(Source records)
------------

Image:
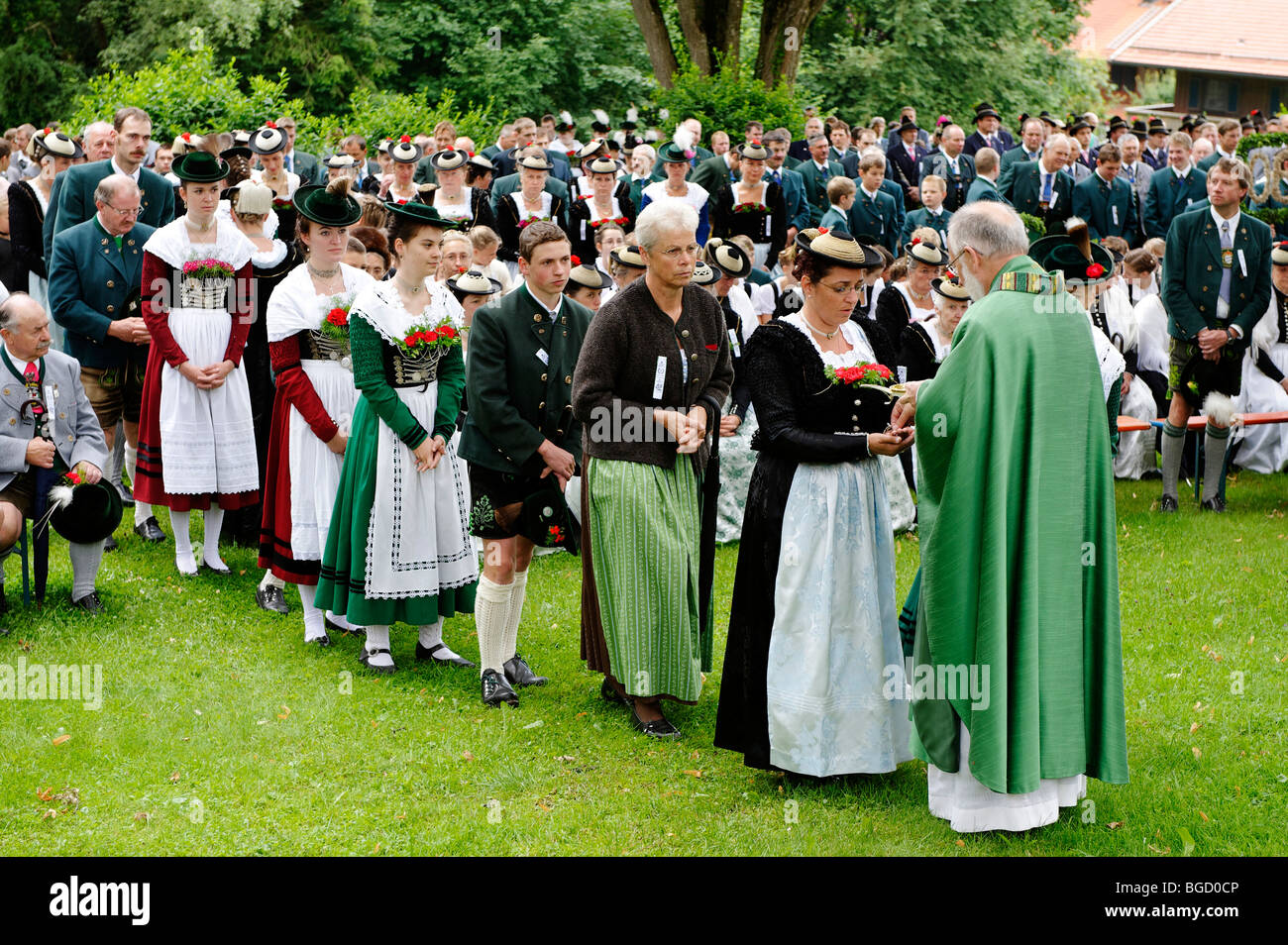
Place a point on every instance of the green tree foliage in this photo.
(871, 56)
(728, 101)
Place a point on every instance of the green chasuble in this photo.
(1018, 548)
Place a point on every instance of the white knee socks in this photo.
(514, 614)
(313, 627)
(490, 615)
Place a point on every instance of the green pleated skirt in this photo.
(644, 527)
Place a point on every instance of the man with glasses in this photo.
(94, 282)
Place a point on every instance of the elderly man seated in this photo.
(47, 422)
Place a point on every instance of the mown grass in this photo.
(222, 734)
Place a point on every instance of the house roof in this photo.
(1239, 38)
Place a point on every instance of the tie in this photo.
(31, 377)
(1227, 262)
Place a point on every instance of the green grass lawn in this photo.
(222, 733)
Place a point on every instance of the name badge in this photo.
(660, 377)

------------

PROBLEM TO WORK ON. Write out the whole listing above again, labeling lines included, and shift each point coordinate in the answers by adding 88 to both of its numbers. Leave the pictures out.

RESULT.
Image:
Place a point on every instance of the green tree foliage in this photo.
(959, 144)
(816, 189)
Place a point on every instance of the green chasuble in this photo.
(1106, 636)
Place a point on every instance of the white knee socks in this photo.
(602, 702)
(401, 715)
(578, 703)
Place a point on every instance of the green pleated skirt in this photo.
(732, 615)
Place a point on every instance of the man with glasses in this photo.
(182, 370)
Place a point on every instance of the elderly man seated in this photo.
(135, 510)
Place a point on every instance of the mown grass in this photo.
(310, 822)
Place a point on every instance of the house roof in this photo.
(1327, 126)
Place a point on every instance of the tie in this photo.
(119, 465)
(1315, 350)
Place a point on every instance of the green grass lawn in this photo.
(310, 821)
Place a point on every instance of the name badge in this photo.
(748, 465)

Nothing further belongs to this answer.